• _What you are asked to do_
Locate each line of the records below that contains the word "woman" and copy those lines out. Case matters.

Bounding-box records
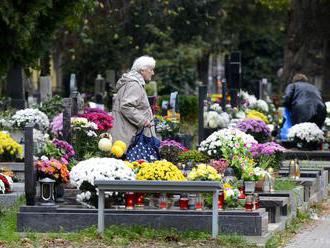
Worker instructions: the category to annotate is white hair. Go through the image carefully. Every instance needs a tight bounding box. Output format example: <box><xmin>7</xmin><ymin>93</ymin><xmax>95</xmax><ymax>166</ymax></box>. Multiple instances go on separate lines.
<box><xmin>131</xmin><ymin>56</ymin><xmax>156</xmax><ymax>71</ymax></box>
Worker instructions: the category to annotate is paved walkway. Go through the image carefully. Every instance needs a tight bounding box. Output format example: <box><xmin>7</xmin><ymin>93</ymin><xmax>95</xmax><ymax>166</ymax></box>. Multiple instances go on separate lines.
<box><xmin>285</xmin><ymin>214</ymin><xmax>330</xmax><ymax>248</ymax></box>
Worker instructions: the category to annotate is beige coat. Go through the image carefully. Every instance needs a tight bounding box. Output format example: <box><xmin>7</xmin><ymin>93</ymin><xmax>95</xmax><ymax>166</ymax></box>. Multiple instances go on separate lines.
<box><xmin>111</xmin><ymin>71</ymin><xmax>155</xmax><ymax>146</ymax></box>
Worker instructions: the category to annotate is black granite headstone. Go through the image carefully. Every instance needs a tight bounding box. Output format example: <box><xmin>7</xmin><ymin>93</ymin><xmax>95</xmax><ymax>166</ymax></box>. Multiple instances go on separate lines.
<box><xmin>6</xmin><ymin>66</ymin><xmax>25</xmax><ymax>109</ymax></box>
<box><xmin>24</xmin><ymin>125</ymin><xmax>37</xmax><ymax>206</ymax></box>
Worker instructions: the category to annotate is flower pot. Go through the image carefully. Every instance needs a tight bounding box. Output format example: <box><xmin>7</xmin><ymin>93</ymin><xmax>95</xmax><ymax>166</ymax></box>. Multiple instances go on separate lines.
<box><xmin>9</xmin><ymin>129</ymin><xmax>24</xmax><ymax>144</ymax></box>
<box><xmin>255</xmin><ymin>180</ymin><xmax>265</xmax><ymax>192</ymax></box>
<box><xmin>244</xmin><ymin>181</ymin><xmax>256</xmax><ymax>194</ymax></box>
<box><xmin>54</xmin><ymin>182</ymin><xmax>64</xmax><ymax>202</ymax></box>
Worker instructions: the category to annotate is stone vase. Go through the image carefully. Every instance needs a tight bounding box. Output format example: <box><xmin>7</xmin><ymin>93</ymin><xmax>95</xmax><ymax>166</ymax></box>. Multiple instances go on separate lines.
<box><xmin>54</xmin><ymin>182</ymin><xmax>64</xmax><ymax>203</ymax></box>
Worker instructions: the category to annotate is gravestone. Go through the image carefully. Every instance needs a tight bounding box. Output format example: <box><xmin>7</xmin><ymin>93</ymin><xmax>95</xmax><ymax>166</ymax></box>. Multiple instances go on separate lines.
<box><xmin>40</xmin><ymin>76</ymin><xmax>52</xmax><ymax>102</ymax></box>
<box><xmin>6</xmin><ymin>66</ymin><xmax>25</xmax><ymax>109</ymax></box>
<box><xmin>24</xmin><ymin>125</ymin><xmax>37</xmax><ymax>206</ymax></box>
<box><xmin>229</xmin><ymin>51</ymin><xmax>241</xmax><ymax>107</ymax></box>
<box><xmin>94</xmin><ymin>74</ymin><xmax>105</xmax><ymax>96</ymax></box>
<box><xmin>63</xmin><ymin>98</ymin><xmax>72</xmax><ymax>143</ymax></box>
<box><xmin>198</xmin><ymin>85</ymin><xmax>207</xmax><ymax>143</ymax></box>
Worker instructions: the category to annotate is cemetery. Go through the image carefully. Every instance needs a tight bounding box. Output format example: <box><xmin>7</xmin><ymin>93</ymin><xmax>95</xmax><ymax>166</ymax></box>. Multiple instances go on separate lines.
<box><xmin>0</xmin><ymin>0</ymin><xmax>330</xmax><ymax>247</ymax></box>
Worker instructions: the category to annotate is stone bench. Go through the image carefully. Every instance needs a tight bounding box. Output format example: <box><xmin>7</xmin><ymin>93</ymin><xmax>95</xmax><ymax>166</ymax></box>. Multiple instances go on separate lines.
<box><xmin>94</xmin><ymin>180</ymin><xmax>221</xmax><ymax>238</ymax></box>
<box><xmin>17</xmin><ymin>205</ymin><xmax>269</xmax><ymax>236</ymax></box>
<box><xmin>259</xmin><ymin>196</ymin><xmax>289</xmax><ymax>223</ymax></box>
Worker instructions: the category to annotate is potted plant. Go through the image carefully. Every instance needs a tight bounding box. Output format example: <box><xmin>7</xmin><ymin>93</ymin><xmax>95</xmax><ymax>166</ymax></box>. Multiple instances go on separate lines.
<box><xmin>70</xmin><ymin>158</ymin><xmax>135</xmax><ymax>208</ymax></box>
<box><xmin>288</xmin><ymin>122</ymin><xmax>324</xmax><ymax>150</ymax></box>
<box><xmin>236</xmin><ymin>119</ymin><xmax>270</xmax><ymax>143</ymax></box>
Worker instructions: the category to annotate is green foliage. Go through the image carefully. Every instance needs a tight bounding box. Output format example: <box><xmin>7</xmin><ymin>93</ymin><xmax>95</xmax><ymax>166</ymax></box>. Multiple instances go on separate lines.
<box><xmin>178</xmin><ymin>150</ymin><xmax>210</xmax><ymax>164</ymax></box>
<box><xmin>37</xmin><ymin>95</ymin><xmax>64</xmax><ymax>121</ymax></box>
<box><xmin>275</xmin><ymin>178</ymin><xmax>297</xmax><ymax>190</ymax></box>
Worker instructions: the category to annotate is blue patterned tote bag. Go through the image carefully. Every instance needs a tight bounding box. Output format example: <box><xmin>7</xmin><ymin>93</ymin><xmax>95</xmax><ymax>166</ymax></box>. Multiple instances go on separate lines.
<box><xmin>126</xmin><ymin>128</ymin><xmax>160</xmax><ymax>162</ymax></box>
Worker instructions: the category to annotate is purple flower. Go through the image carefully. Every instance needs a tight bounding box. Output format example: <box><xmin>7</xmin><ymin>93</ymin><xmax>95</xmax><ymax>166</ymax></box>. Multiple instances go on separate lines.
<box><xmin>250</xmin><ymin>142</ymin><xmax>285</xmax><ymax>158</ymax></box>
<box><xmin>160</xmin><ymin>140</ymin><xmax>188</xmax><ymax>151</ymax></box>
<box><xmin>236</xmin><ymin>119</ymin><xmax>270</xmax><ymax>137</ymax></box>
<box><xmin>50</xmin><ymin>113</ymin><xmax>63</xmax><ymax>136</ymax></box>
<box><xmin>84</xmin><ymin>108</ymin><xmax>108</xmax><ymax>115</ymax></box>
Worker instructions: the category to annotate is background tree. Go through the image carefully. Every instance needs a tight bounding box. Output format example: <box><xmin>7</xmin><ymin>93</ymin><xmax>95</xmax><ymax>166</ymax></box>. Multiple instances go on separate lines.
<box><xmin>283</xmin><ymin>0</ymin><xmax>330</xmax><ymax>99</ymax></box>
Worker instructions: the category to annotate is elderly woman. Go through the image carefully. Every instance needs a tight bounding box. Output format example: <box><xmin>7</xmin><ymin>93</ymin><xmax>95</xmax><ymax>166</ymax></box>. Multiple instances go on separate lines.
<box><xmin>111</xmin><ymin>56</ymin><xmax>156</xmax><ymax>145</ymax></box>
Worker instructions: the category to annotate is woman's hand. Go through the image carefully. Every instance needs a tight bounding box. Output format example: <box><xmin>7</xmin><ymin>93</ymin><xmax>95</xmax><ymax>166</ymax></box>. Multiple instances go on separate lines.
<box><xmin>144</xmin><ymin>120</ymin><xmax>151</xmax><ymax>127</ymax></box>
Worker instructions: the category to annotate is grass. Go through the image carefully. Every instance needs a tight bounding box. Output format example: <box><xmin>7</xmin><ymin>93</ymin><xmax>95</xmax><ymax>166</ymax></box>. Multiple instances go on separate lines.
<box><xmin>0</xmin><ymin>197</ymin><xmax>256</xmax><ymax>248</ymax></box>
<box><xmin>275</xmin><ymin>179</ymin><xmax>297</xmax><ymax>190</ymax></box>
<box><xmin>266</xmin><ymin>208</ymin><xmax>312</xmax><ymax>248</ymax></box>
<box><xmin>0</xmin><ymin>197</ymin><xmax>25</xmax><ymax>247</ymax></box>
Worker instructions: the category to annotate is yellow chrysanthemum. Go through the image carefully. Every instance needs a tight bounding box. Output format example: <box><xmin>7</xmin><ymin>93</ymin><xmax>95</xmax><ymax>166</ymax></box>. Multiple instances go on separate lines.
<box><xmin>246</xmin><ymin>110</ymin><xmax>269</xmax><ymax>124</ymax></box>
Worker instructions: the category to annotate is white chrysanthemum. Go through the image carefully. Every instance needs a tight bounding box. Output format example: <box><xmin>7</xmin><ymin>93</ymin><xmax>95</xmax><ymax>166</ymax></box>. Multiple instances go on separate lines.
<box><xmin>70</xmin><ymin>158</ymin><xmax>135</xmax><ymax>189</ymax></box>
<box><xmin>288</xmin><ymin>122</ymin><xmax>324</xmax><ymax>142</ymax></box>
<box><xmin>10</xmin><ymin>108</ymin><xmax>49</xmax><ymax>130</ymax></box>
<box><xmin>325</xmin><ymin>102</ymin><xmax>330</xmax><ymax>114</ymax></box>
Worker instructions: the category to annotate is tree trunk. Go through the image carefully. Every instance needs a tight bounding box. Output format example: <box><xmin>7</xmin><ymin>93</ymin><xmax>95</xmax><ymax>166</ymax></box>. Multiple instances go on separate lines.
<box><xmin>282</xmin><ymin>0</ymin><xmax>330</xmax><ymax>99</ymax></box>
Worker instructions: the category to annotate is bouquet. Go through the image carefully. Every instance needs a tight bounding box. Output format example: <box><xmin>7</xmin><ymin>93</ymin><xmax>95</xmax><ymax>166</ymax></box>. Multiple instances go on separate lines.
<box><xmin>178</xmin><ymin>150</ymin><xmax>209</xmax><ymax>164</ymax></box>
<box><xmin>50</xmin><ymin>113</ymin><xmax>63</xmax><ymax>137</ymax></box>
<box><xmin>11</xmin><ymin>108</ymin><xmax>49</xmax><ymax>130</ymax></box>
<box><xmin>0</xmin><ymin>173</ymin><xmax>14</xmax><ymax>194</ymax></box>
<box><xmin>71</xmin><ymin>117</ymin><xmax>98</xmax><ymax>159</ymax></box>
<box><xmin>136</xmin><ymin>160</ymin><xmax>186</xmax><ymax>181</ymax></box>
<box><xmin>159</xmin><ymin>140</ymin><xmax>188</xmax><ymax>163</ymax></box>
<box><xmin>155</xmin><ymin>116</ymin><xmax>180</xmax><ymax>139</ymax></box>
<box><xmin>80</xmin><ymin>112</ymin><xmax>113</xmax><ymax>132</ymax></box>
<box><xmin>242</xmin><ymin>166</ymin><xmax>266</xmax><ymax>181</ymax></box>
<box><xmin>246</xmin><ymin>110</ymin><xmax>269</xmax><ymax>124</ymax></box>
<box><xmin>211</xmin><ymin>159</ymin><xmax>229</xmax><ymax>174</ymax></box>
<box><xmin>38</xmin><ymin>95</ymin><xmax>64</xmax><ymax>119</ymax></box>
<box><xmin>35</xmin><ymin>157</ymin><xmax>70</xmax><ymax>183</ymax></box>
<box><xmin>70</xmin><ymin>158</ymin><xmax>135</xmax><ymax>206</ymax></box>
<box><xmin>249</xmin><ymin>99</ymin><xmax>269</xmax><ymax>114</ymax></box>
<box><xmin>223</xmin><ymin>183</ymin><xmax>240</xmax><ymax>208</ymax></box>
<box><xmin>199</xmin><ymin>128</ymin><xmax>258</xmax><ymax>161</ymax></box>
<box><xmin>288</xmin><ymin>122</ymin><xmax>324</xmax><ymax>145</ymax></box>
<box><xmin>42</xmin><ymin>139</ymin><xmax>76</xmax><ymax>164</ymax></box>
<box><xmin>0</xmin><ymin>132</ymin><xmax>23</xmax><ymax>162</ymax></box>
<box><xmin>188</xmin><ymin>164</ymin><xmax>221</xmax><ymax>181</ymax></box>
<box><xmin>236</xmin><ymin>119</ymin><xmax>270</xmax><ymax>143</ymax></box>
<box><xmin>204</xmin><ymin>111</ymin><xmax>230</xmax><ymax>129</ymax></box>
<box><xmin>250</xmin><ymin>142</ymin><xmax>285</xmax><ymax>170</ymax></box>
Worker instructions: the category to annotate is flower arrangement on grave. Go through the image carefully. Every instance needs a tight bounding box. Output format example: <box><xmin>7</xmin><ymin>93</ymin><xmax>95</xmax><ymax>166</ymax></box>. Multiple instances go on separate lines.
<box><xmin>136</xmin><ymin>160</ymin><xmax>186</xmax><ymax>181</ymax></box>
<box><xmin>204</xmin><ymin>110</ymin><xmax>230</xmax><ymax>129</ymax></box>
<box><xmin>71</xmin><ymin>117</ymin><xmax>98</xmax><ymax>160</ymax></box>
<box><xmin>211</xmin><ymin>159</ymin><xmax>229</xmax><ymax>174</ymax></box>
<box><xmin>154</xmin><ymin>115</ymin><xmax>180</xmax><ymax>139</ymax></box>
<box><xmin>178</xmin><ymin>150</ymin><xmax>210</xmax><ymax>164</ymax></box>
<box><xmin>0</xmin><ymin>173</ymin><xmax>14</xmax><ymax>194</ymax></box>
<box><xmin>223</xmin><ymin>183</ymin><xmax>240</xmax><ymax>208</ymax></box>
<box><xmin>199</xmin><ymin>128</ymin><xmax>258</xmax><ymax>161</ymax></box>
<box><xmin>250</xmin><ymin>142</ymin><xmax>285</xmax><ymax>170</ymax></box>
<box><xmin>35</xmin><ymin>156</ymin><xmax>70</xmax><ymax>183</ymax></box>
<box><xmin>236</xmin><ymin>119</ymin><xmax>270</xmax><ymax>143</ymax></box>
<box><xmin>0</xmin><ymin>132</ymin><xmax>23</xmax><ymax>162</ymax></box>
<box><xmin>37</xmin><ymin>95</ymin><xmax>64</xmax><ymax>120</ymax></box>
<box><xmin>288</xmin><ymin>122</ymin><xmax>324</xmax><ymax>148</ymax></box>
<box><xmin>159</xmin><ymin>140</ymin><xmax>188</xmax><ymax>163</ymax></box>
<box><xmin>246</xmin><ymin>110</ymin><xmax>269</xmax><ymax>124</ymax></box>
<box><xmin>50</xmin><ymin>113</ymin><xmax>63</xmax><ymax>137</ymax></box>
<box><xmin>249</xmin><ymin>99</ymin><xmax>269</xmax><ymax>114</ymax></box>
<box><xmin>111</xmin><ymin>140</ymin><xmax>127</xmax><ymax>158</ymax></box>
<box><xmin>242</xmin><ymin>165</ymin><xmax>267</xmax><ymax>181</ymax></box>
<box><xmin>10</xmin><ymin>108</ymin><xmax>49</xmax><ymax>130</ymax></box>
<box><xmin>187</xmin><ymin>164</ymin><xmax>221</xmax><ymax>181</ymax></box>
<box><xmin>70</xmin><ymin>158</ymin><xmax>135</xmax><ymax>206</ymax></box>
<box><xmin>42</xmin><ymin>139</ymin><xmax>76</xmax><ymax>165</ymax></box>
<box><xmin>84</xmin><ymin>108</ymin><xmax>108</xmax><ymax>115</ymax></box>
<box><xmin>79</xmin><ymin>112</ymin><xmax>113</xmax><ymax>132</ymax></box>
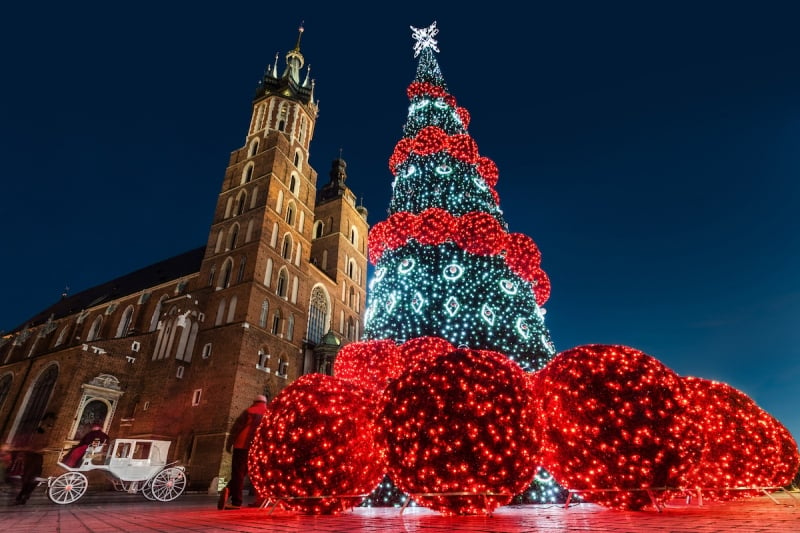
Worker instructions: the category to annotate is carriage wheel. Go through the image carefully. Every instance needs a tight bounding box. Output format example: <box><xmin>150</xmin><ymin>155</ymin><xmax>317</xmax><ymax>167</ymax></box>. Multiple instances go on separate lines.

• _Result for this exercise_
Worker instructions: the category to annotate is elderly woman. Go through the image carefully. Every instance needs a tight bounding box. Output format example: <box><xmin>7</xmin><ymin>93</ymin><xmax>95</xmax><ymax>166</ymax></box>. Multiple instances go on separate lines.
Worker instructions: the category to annotate is woman's hand. Go through the image carefully. Every instance needs a tight bounding box. Output format example: <box><xmin>7</xmin><ymin>93</ymin><xmax>95</xmax><ymax>166</ymax></box>. Multiple instances go on separate lines.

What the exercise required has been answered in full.